═══ Record set ═══

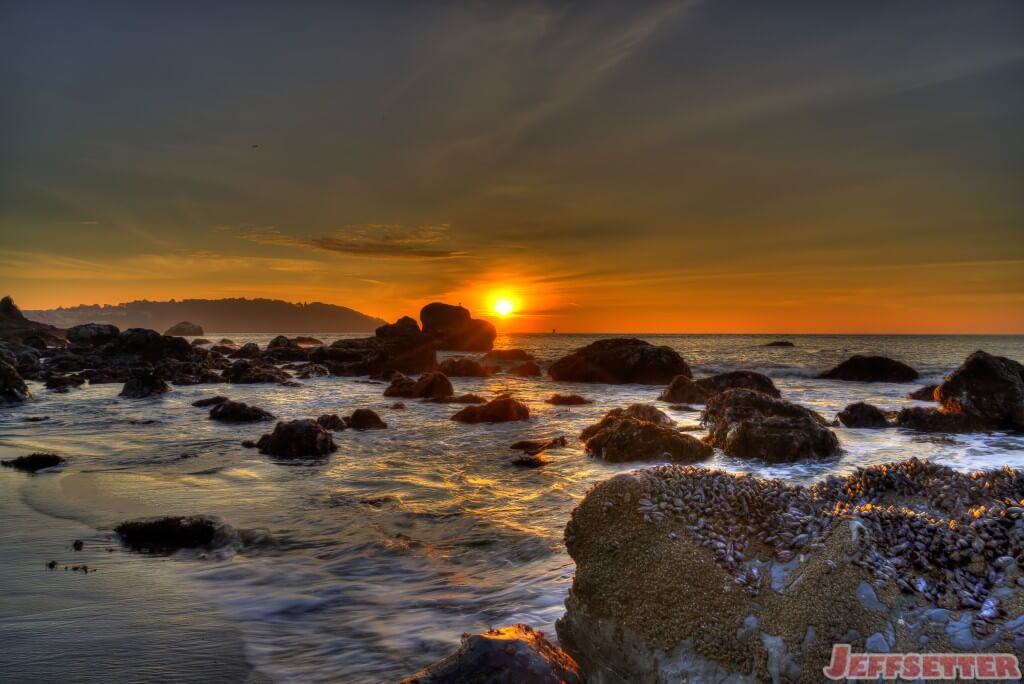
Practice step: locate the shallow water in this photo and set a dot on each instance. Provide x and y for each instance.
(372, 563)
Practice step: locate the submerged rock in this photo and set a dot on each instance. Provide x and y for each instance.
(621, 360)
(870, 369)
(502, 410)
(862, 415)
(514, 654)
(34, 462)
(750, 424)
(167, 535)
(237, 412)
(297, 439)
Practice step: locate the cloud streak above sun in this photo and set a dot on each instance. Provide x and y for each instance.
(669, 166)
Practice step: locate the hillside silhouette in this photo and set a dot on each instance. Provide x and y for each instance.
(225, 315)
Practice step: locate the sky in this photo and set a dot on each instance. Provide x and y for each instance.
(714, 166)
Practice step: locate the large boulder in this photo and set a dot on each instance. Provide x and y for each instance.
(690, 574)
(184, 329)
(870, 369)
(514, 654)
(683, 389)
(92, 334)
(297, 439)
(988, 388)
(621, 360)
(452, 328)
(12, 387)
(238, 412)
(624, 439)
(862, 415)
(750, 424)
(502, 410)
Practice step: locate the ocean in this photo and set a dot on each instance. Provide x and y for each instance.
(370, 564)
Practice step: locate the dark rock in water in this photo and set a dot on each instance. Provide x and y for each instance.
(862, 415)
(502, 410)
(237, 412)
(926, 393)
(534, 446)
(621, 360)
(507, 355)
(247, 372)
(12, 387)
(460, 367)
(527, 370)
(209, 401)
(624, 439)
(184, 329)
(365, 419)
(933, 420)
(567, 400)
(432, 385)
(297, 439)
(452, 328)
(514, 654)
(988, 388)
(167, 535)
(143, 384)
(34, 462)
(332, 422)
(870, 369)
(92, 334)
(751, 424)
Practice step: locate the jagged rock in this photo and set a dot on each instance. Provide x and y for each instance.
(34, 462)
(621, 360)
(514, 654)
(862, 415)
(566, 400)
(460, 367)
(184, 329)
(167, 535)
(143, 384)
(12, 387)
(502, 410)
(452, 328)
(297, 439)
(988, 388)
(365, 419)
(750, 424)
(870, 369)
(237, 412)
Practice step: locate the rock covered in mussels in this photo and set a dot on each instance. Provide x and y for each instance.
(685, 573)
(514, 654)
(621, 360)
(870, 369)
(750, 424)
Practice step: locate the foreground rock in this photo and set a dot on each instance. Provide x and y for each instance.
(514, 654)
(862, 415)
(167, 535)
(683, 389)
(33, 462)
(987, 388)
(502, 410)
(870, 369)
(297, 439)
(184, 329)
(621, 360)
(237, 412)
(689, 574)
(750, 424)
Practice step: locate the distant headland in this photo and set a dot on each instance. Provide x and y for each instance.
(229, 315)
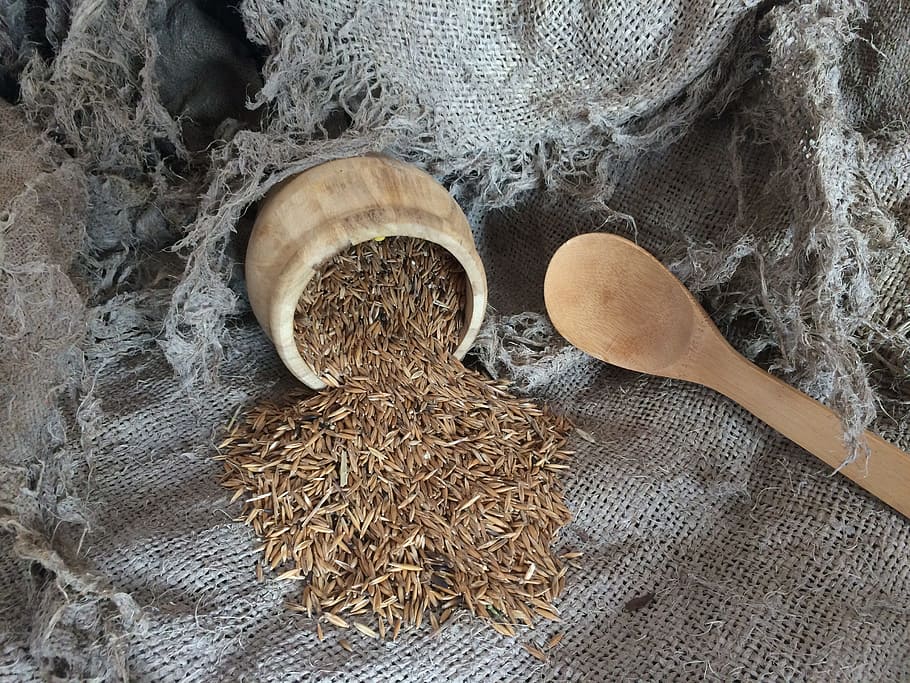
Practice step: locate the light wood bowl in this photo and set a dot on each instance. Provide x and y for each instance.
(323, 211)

═══
═══ Record set ═══

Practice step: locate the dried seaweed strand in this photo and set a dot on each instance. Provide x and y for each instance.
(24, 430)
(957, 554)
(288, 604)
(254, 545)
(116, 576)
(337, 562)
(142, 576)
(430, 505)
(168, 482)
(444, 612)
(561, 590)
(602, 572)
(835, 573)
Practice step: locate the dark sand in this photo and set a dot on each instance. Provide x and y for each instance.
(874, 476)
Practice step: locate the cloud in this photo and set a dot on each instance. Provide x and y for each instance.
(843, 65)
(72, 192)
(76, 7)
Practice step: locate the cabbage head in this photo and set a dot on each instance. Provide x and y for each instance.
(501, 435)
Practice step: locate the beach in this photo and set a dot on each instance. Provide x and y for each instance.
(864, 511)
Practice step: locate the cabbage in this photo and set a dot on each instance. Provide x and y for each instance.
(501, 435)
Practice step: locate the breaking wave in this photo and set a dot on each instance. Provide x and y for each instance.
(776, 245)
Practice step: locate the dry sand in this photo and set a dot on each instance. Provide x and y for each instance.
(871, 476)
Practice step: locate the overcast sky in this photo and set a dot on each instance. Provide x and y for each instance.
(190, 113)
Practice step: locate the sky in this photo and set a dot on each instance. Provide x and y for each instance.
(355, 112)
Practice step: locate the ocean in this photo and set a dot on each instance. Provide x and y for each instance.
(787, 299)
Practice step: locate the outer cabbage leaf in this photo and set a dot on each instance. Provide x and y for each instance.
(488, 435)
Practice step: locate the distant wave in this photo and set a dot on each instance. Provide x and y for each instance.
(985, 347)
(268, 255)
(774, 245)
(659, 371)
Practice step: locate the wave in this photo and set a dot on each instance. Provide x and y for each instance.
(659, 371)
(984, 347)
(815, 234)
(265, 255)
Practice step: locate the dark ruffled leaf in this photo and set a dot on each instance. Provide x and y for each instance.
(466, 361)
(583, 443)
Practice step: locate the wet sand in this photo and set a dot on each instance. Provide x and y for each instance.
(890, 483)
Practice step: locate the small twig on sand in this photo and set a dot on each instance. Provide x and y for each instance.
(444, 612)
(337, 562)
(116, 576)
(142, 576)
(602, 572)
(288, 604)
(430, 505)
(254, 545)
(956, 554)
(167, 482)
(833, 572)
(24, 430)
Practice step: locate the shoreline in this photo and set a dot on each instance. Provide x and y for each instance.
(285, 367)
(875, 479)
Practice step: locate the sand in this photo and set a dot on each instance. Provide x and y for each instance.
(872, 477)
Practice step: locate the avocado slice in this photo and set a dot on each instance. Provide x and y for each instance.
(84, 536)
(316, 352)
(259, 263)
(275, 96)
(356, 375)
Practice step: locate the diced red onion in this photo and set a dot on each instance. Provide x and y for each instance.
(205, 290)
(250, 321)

═══
═══ Record set ═══

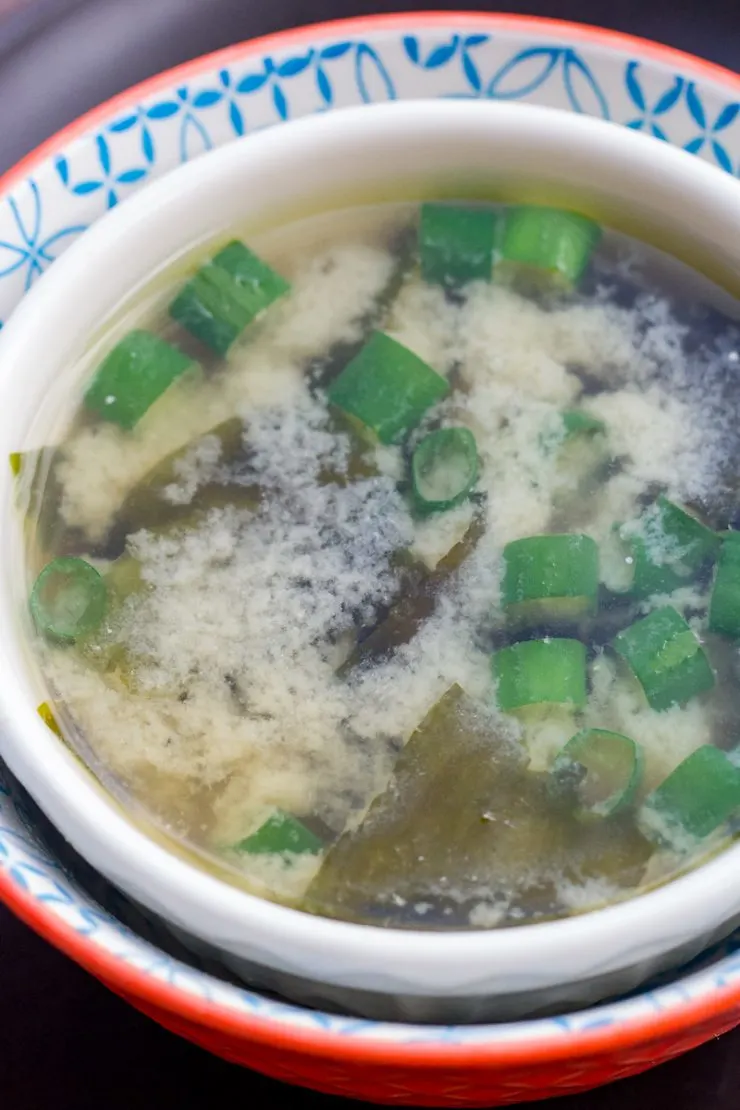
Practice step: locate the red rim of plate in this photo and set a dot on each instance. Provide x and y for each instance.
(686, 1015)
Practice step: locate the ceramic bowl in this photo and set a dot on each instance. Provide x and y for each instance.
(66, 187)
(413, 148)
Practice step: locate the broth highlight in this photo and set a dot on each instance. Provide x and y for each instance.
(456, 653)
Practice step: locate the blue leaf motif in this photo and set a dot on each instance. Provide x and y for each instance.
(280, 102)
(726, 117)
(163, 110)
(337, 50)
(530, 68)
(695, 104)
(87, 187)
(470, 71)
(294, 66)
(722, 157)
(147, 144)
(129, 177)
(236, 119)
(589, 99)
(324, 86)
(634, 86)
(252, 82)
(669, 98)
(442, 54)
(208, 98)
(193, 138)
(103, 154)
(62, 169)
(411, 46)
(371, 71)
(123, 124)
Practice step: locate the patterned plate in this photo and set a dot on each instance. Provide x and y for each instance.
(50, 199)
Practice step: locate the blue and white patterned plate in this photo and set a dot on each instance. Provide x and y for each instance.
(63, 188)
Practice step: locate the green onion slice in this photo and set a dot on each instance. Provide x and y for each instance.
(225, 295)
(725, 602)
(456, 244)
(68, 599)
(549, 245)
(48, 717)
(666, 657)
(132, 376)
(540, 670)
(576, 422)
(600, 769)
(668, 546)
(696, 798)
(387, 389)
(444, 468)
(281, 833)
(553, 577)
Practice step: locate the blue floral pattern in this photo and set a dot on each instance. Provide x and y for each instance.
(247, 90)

═══

▶ **What is expected**
List each line in the material that contains the string "cloud", copying the whole line. Treat uppercase and lowercase letters as different.

▶ **Answer for this exercise**
Practice step: locate the cloud streak above sun in this photo and set a dot on each instance. Provide x and y for each instance.
Practice step: locate the cloud in this photo and set a dot on each instance. Provide x and y for each instance.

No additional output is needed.